→ **Text shown**:
M’Ikamati & another v Karinguri [2023] KEELC 16031 (KLR) | Stay Of Execution | Esheria

M’Ikamati & another v Karinguri [2023] KEELC 16031 (KLR)

Full Case Text

M’Ikamati & another v Karinguri (Environment and Land Appeal E030 of 2021) [2023] KEELC 16031 (KLR) (1 March 2023) (Ruling)

Neutral citation: [2023] KEELC 16031 (KLR)

Republic of Kenya

In the Environment and Land Court at Meru

Environment and Land Appeal E030 of 2021

CK Nzili, J

March 1, 2023

Between

Joshua Mwiti M’Ikamati

1st Appellant

Charles Mbajo M’Ibutu

2nd Appellant

and

Sebastian Karinguri

Respondent

Ruling

1. Before the court is the application dated November 7, 2022 in which the respondent to the appeal seeks for the maintenance of status quo or a stay of execution of the judgment herein pending the hearing and determination of an intended appeal. The application is based on the reasons on its face and an affidavit in support sworn by Sebastian Karinguri on the even date. In the said affidavit, the applicant deposes that he filed a notice of appeal against the judgment delivered on March 16, 2022, issues raised in the application dated August 18, 2022 and the application dated July 27, 2022 have been overtaken by events; execution is likely to occur; land being sensitive and emotive, a lot is at stake and lastly; it is in the interest of justice and fairness that the application be allowed.

→ **Problem to work on**:
Please give the date the ruling above states for the judgment against which the respondent filed a notice of appeal.

→ **Data**:
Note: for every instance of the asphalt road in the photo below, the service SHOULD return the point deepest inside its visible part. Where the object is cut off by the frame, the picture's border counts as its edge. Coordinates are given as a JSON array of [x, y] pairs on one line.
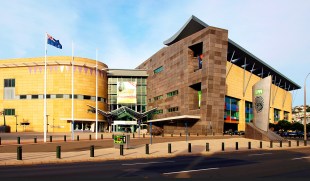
[[293, 164]]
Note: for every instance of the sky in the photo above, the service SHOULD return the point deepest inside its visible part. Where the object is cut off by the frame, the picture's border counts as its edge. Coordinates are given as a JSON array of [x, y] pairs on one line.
[[128, 32]]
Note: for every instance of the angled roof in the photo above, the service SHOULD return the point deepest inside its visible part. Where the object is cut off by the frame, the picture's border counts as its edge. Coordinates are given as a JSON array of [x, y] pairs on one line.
[[236, 55]]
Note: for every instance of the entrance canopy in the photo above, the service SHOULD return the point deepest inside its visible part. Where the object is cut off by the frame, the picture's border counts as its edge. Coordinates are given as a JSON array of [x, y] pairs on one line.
[[177, 118], [121, 112]]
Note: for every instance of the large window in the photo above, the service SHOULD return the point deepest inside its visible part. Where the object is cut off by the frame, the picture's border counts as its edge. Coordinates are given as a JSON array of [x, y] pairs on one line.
[[248, 112], [173, 93], [231, 114], [159, 69], [9, 82], [276, 114], [9, 112]]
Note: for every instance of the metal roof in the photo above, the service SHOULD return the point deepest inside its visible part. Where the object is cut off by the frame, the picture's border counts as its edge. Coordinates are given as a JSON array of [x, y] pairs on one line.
[[237, 55], [127, 72]]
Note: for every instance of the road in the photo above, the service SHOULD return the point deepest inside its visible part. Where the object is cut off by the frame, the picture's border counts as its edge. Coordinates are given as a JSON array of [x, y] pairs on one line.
[[268, 164]]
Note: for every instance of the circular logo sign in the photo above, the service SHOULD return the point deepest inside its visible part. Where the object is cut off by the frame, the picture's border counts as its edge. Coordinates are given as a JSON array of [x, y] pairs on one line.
[[259, 103]]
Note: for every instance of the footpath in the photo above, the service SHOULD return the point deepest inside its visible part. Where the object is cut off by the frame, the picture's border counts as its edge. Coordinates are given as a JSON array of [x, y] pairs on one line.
[[167, 147]]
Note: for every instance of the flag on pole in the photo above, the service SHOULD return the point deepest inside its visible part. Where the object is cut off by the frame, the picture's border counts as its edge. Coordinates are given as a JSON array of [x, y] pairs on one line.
[[52, 41]]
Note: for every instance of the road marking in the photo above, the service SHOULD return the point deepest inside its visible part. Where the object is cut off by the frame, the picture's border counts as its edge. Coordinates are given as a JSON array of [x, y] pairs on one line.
[[186, 171], [259, 154], [146, 163], [306, 157]]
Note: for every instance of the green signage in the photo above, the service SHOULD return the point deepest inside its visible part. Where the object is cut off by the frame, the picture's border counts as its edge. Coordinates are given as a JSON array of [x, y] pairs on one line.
[[259, 92], [119, 139]]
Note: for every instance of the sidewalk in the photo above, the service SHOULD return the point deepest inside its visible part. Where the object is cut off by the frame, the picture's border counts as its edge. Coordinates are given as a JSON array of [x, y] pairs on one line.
[[155, 150]]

→ **Task answer**:
March 16, 2022